Lines of data
⁂

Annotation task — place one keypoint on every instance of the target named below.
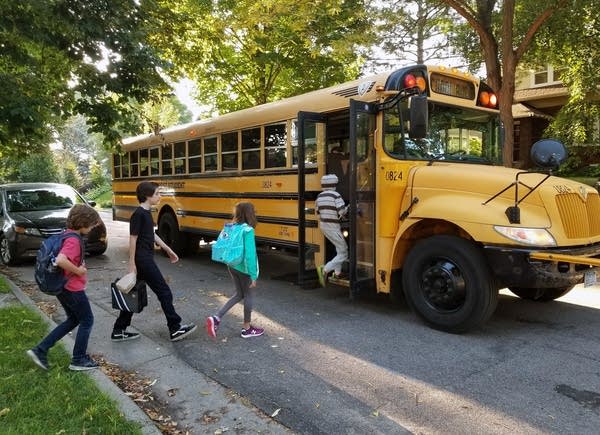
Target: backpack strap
(66, 235)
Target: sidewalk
(196, 403)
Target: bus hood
(479, 194)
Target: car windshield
(455, 134)
(42, 198)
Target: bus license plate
(589, 278)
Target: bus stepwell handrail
(565, 258)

⁂

Stated task: Update the entries by replacing every "bus" with "coach" and leave everything else unchanged. Omit the pictures from your answer.

Task result:
Annotation task — place one keypoint on every instance of the target named below.
Target: backpack strap
(66, 235)
Target: sidewalk
(196, 403)
Target: coach hood
(479, 194)
Target: car windshield
(455, 134)
(42, 198)
Target: coach license plate
(589, 278)
Target: coach stepwell handrail
(565, 258)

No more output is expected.